"""

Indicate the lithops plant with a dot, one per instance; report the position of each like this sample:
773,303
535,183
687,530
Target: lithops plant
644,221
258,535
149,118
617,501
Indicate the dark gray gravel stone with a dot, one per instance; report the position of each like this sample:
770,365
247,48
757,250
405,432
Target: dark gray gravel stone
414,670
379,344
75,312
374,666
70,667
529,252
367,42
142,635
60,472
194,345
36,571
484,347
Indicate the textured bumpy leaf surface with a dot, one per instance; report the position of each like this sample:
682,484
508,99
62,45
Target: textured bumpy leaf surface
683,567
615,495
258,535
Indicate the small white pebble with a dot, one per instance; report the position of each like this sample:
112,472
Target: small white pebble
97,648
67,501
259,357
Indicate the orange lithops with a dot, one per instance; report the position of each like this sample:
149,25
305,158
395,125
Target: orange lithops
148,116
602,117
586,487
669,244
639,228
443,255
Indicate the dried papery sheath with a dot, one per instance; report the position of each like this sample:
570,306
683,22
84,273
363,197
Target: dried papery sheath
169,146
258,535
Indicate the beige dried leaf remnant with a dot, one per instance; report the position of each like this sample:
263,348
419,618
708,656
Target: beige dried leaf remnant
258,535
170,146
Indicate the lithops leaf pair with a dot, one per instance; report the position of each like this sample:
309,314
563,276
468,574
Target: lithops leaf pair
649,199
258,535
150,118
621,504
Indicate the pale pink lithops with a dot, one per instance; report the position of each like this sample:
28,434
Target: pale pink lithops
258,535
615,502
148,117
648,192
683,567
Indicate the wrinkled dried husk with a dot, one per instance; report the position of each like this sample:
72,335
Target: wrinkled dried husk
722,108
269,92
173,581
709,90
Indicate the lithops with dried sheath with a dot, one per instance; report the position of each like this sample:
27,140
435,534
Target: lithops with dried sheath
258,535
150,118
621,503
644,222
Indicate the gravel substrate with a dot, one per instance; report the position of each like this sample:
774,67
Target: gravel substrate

"""

Could you retype all of the items above, word for word and with no changes?

Indicate the lithops plant with a dot, one per instance; report the position of each like this sample:
773,303
535,183
687,530
Target: lithops plant
644,221
258,535
149,118
617,501
Indicate the dark gray gravel stone with a dot, one per instance; report the position of each like this sample:
770,365
247,48
757,250
405,432
Target: dark gray gravel stone
414,670
379,344
75,312
374,666
70,667
529,252
367,42
142,635
60,472
194,345
36,571
484,347
Indicate the textured bumpy leaf surface with a dot, one per instance; report the position of each like this sample:
682,484
508,99
62,45
Target: textured bumpy leaf surface
683,567
615,495
258,535
Indicate the small white pebble with a dot, one per instance; report the position of each like this sample:
112,472
Target: small white pebble
97,648
67,501
259,357
Indicate the orange lithops with a dot, one per instance; report the position of each like this sample:
149,25
305,158
395,125
Target: orange lithops
148,116
602,117
586,487
669,244
639,228
443,255
Indicate the dried papery sheath with a dot, one per instance; report the position of each like this sample:
570,306
683,22
84,273
363,197
Target: dried papery sheath
169,146
258,535
Indicate the beige dried leaf remnant with a dot, one per instance; report the position of each like this sample:
263,348
419,618
708,656
Target: beige dried leaf remnant
258,535
170,146
Indicate the lithops leaf pair with a dot, one per instance; report the position of each like this sample:
309,314
563,276
468,574
Target: lithops leaf pair
649,199
258,535
150,118
621,504
Indicate the pale pink lithops with a dot, one per instance; report the position of each like this sample:
28,434
Target: pale pink lithops
258,535
615,502
148,117
648,192
683,567
Indicate the wrinkled dried husk with a dot, one per instance; report the position of each like this sample:
72,335
Target: wrinkled dried husk
722,108
269,92
173,581
709,90
Indicate the lithops with dried sheath with a dot, one per instance; report the position of each like this sample:
27,140
435,534
Target: lithops with dried sheath
258,535
150,118
621,503
644,222
Indicate the gravel substrate with a dot, one per instance; report the position of each like this sample:
774,67
Target: gravel substrate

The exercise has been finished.